The main differece between *Seq* objects and standard Python strings is they have different methods. *Seq* object supports many of the same method as a plain string, its *translate()* method differs by doing biological translation and there are also addition biolofically relevant methods like *reverse_complement()*


## *Seq* object act like strings

You could access the Seq object using the method we normally use in dealing with Python string object, like getting the length, iterating over the elements.

## Unsing *enumerate()* method

In [57]:
my_seq = Seq('CGATTAGC')

for index, letter in enumerate(my_seq):
    print('%i %s' %(index, letter))

0 C
1 G
2 A
3 T
4 T
5 A
6 G
7 C


## Accessing elements in the sequence by index

In [58]:
print(my_seq[1])
print(my_seq[-1])

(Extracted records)

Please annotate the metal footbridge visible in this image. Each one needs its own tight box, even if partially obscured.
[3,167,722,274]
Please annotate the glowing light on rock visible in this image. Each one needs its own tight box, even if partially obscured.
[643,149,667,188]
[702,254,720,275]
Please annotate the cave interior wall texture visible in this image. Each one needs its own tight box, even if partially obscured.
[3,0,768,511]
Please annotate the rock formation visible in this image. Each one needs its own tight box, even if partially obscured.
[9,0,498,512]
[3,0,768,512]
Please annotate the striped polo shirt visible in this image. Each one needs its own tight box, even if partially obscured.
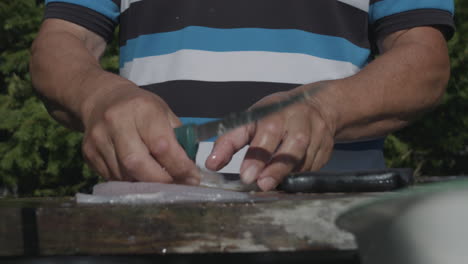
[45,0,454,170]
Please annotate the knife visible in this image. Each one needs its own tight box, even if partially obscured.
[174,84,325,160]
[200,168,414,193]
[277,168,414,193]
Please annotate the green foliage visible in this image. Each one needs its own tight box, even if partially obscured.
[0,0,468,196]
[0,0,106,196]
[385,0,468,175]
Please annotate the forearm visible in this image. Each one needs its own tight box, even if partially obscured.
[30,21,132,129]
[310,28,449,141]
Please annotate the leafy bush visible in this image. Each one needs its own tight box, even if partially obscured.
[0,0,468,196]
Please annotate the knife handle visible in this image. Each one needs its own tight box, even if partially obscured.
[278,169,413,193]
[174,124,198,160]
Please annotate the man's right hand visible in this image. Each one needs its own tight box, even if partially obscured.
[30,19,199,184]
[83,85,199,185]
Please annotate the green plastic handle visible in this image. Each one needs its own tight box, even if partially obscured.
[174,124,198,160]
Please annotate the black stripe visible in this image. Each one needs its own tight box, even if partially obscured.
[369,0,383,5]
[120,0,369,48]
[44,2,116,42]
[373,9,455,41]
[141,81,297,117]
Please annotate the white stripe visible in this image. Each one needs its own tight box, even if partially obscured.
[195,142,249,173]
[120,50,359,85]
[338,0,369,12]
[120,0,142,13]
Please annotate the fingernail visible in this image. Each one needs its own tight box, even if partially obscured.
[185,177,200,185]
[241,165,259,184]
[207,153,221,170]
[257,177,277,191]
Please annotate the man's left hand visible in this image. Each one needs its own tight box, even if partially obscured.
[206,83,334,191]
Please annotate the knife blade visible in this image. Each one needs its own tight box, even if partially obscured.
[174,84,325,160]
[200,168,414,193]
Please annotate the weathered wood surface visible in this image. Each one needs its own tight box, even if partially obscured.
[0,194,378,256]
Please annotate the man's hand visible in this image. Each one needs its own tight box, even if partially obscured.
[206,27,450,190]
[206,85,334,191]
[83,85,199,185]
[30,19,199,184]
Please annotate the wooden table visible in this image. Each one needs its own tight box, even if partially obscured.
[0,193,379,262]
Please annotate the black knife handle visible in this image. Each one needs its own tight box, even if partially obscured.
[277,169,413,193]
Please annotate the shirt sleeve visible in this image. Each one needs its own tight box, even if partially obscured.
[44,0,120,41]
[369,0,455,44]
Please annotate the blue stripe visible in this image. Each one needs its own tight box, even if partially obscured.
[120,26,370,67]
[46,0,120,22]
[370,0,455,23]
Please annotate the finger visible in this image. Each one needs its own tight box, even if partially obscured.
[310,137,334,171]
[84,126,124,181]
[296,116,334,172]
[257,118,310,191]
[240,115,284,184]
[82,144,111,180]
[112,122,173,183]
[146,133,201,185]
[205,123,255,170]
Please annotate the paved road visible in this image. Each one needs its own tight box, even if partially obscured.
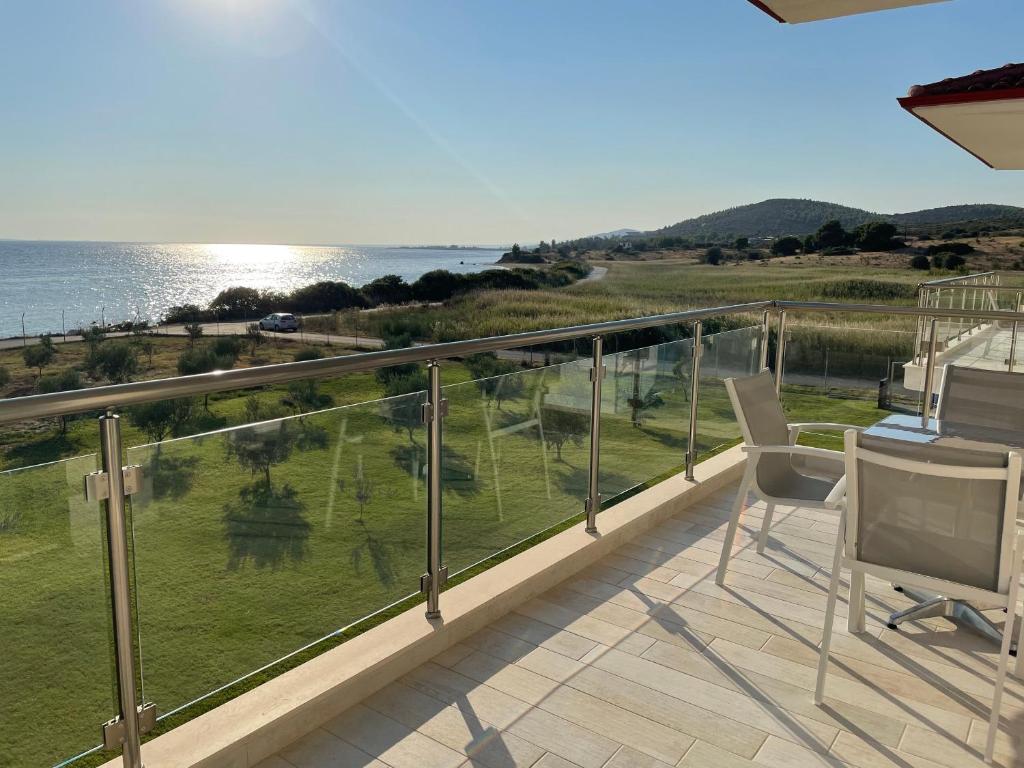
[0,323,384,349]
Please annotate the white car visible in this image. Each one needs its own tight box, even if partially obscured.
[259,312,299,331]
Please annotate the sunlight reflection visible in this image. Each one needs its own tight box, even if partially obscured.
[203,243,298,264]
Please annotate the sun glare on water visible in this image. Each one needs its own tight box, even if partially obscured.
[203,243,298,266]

---

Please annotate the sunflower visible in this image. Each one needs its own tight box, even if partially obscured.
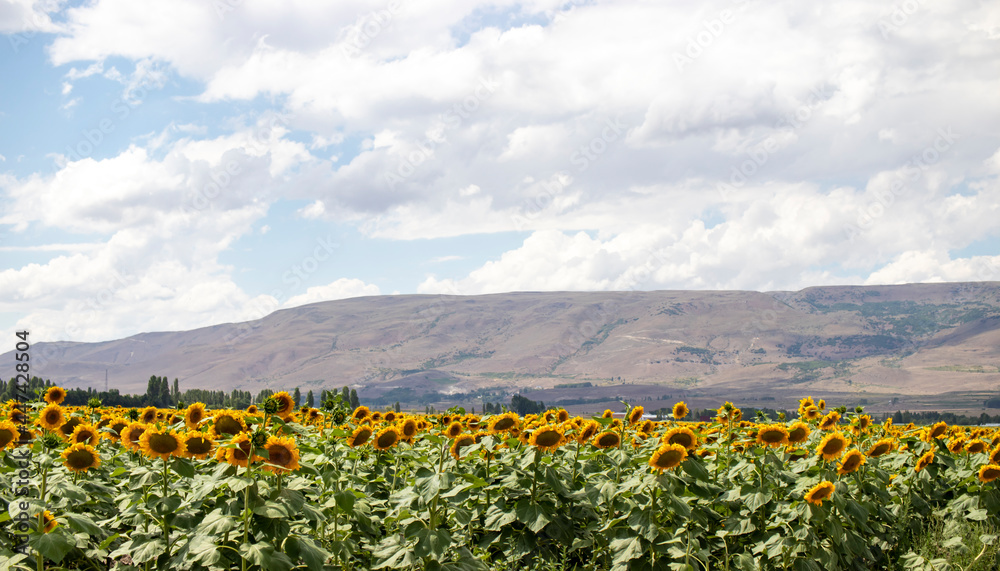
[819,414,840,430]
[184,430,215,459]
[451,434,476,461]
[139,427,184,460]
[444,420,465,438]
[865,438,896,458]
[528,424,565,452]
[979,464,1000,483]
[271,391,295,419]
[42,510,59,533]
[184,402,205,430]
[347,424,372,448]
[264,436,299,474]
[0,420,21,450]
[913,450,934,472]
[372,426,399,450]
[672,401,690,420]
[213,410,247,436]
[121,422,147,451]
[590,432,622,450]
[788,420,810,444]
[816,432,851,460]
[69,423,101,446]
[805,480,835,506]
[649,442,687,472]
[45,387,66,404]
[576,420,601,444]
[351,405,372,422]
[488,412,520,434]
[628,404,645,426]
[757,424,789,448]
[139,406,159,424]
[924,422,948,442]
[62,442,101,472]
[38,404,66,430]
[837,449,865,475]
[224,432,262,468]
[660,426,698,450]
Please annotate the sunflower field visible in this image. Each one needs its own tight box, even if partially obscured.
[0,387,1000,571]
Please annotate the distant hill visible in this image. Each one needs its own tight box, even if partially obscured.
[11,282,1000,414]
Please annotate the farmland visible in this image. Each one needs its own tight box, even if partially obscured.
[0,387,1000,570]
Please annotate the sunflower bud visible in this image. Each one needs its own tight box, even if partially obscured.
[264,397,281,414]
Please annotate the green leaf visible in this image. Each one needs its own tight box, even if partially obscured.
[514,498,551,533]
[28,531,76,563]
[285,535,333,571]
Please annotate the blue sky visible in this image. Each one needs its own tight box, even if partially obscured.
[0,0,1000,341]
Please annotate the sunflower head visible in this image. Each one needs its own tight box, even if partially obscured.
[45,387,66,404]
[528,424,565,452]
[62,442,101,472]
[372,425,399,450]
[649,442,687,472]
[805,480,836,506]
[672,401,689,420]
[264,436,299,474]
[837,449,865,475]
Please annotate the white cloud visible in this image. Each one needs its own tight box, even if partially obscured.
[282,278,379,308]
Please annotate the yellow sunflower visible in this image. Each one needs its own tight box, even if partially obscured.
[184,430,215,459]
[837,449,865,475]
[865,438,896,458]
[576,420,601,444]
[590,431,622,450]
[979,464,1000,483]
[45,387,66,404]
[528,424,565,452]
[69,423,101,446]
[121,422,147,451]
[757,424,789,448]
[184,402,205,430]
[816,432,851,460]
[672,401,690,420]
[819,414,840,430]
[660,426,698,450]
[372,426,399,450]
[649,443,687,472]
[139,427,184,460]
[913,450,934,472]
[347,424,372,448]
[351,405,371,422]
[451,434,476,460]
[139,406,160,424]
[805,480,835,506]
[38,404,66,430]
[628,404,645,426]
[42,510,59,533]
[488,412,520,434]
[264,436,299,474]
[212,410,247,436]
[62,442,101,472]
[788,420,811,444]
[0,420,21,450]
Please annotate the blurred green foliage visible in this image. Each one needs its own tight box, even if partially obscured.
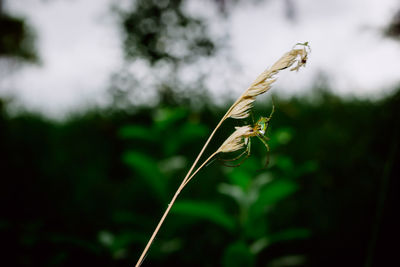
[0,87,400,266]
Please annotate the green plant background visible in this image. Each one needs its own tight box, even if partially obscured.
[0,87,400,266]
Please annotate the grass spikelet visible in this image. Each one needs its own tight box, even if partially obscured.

**QUESTIONS TO ANSWER:**
1. Answer these questions about the Seq object excerpt:
(a) Which method of a Seq object performs biological translation?
(b) What sequence is passed to Seq in the code that uses enumerate()?
(c) What letter is printed next to index 3 in the enumerate() output?
2. Continue the Seq object excerpt from the point where it stops.

**SET OF ANSWERS:**
1.
(a) translate()
(b) 'CGATTAGC'
(c) T

2.
G
C


## *.count()* method in *Seq* object

Just the string in Python, the *Seq* object has a *.count()* method, which return non-overlapping count and it is **case sensitive**.

In [59]:
print(Seq("AAAAAAAA").count('AA'))
print('AAAAAA'.count('aa'))

4
0


## Slicing a sequence

*Seq* Object could be slided by using index with the grammar of *Seq[Start:End:Interval]*

In [60]:
my_seq = Seq('AGCTCTGATCGATCGATGATCAGTACTAGCTAGTCTACGTAGCTAGCTAGCAT')
print(my_seq[4:12]) # getting index from index 4 to 12
print(my_seq[0::3]) # starting from index 0, taking base from every 3 bases
print(my_seq[1::3]) # starting from index 1, taking base from every 3 bases
print(my_seq[2::3]) # starting from index 2, taking base from every 3 bases
print(my_seq[::-1]) # flip the sequence

CTGATCGA
ATGCTAAAAATTATCGAA
GCAGCTTGCGACCATCGT
CTTAGGCTTCGTGGATC
TACGATCGATCGATGCATCTGATCGATCATGACTAGTAGCTAGCTAGTCTCGA


## Turning *Seq* objects into strings

*Seq* object could turn into string by using the *str()* command and this could be used in converting a *Seq* object into **unwrapped** FASTA format record

In [61]:
print(str(my_seq))
fasta_format_string = '>Name \n%s\n' % my_seq
print(fasta_format_string)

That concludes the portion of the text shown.